> [EXERCISE DESCRIPTION]: Reproduce the listing below in full and without alteration, apart from its pictures.

> [DATA PROVIDED]:
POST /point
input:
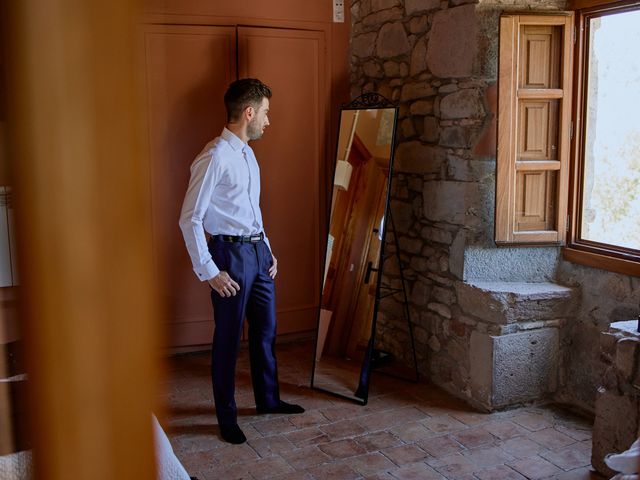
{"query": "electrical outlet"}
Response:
(338, 11)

> [EXERCISE ANSWER]:
POST /point
input:
{"query": "electrical outlet"}
Response:
(338, 11)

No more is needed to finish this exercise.